### [What you have to do]
Should a line below contain the word "shirt", report it.

### [Provided information]
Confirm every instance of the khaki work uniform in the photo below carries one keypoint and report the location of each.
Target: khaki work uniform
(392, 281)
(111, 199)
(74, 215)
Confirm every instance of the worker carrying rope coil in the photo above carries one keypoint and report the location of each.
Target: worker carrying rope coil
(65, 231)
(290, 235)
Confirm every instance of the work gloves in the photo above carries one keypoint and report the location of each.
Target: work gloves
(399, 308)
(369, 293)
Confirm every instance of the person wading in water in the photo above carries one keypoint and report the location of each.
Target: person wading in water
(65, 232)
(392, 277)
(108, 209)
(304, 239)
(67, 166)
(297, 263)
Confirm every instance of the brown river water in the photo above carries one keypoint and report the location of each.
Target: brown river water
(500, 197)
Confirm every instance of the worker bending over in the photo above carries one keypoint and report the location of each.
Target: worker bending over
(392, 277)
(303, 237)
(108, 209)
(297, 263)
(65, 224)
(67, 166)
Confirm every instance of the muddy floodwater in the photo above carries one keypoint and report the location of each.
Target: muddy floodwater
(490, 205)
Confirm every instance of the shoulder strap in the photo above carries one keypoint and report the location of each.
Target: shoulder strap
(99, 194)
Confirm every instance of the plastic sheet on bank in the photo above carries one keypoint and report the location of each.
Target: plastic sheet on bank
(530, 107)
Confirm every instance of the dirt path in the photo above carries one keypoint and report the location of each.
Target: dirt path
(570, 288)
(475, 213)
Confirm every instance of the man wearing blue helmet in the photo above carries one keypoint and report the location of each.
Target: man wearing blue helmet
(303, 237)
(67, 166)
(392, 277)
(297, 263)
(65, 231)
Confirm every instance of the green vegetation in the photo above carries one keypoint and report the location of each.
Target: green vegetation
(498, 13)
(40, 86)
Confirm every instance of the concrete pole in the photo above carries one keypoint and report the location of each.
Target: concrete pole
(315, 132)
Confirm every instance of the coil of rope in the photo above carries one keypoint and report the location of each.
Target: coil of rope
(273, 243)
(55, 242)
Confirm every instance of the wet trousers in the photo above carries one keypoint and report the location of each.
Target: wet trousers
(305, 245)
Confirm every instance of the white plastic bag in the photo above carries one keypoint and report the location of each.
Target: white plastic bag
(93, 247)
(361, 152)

...

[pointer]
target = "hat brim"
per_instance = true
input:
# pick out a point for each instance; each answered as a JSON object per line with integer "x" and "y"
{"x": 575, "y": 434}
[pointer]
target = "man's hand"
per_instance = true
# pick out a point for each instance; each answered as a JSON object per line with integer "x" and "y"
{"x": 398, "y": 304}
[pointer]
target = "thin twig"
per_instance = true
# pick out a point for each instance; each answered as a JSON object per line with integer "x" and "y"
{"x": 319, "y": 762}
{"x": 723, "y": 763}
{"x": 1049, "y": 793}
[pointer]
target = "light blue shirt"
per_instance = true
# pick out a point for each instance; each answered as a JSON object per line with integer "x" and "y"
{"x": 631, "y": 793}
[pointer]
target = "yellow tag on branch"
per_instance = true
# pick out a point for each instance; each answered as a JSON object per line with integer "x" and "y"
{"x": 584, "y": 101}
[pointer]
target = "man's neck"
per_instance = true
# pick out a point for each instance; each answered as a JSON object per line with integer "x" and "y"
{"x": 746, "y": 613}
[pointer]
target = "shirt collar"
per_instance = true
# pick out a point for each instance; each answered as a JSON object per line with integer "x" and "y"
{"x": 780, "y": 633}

### [Answer box]
target = "light blue shirt"
target = "shirt collar"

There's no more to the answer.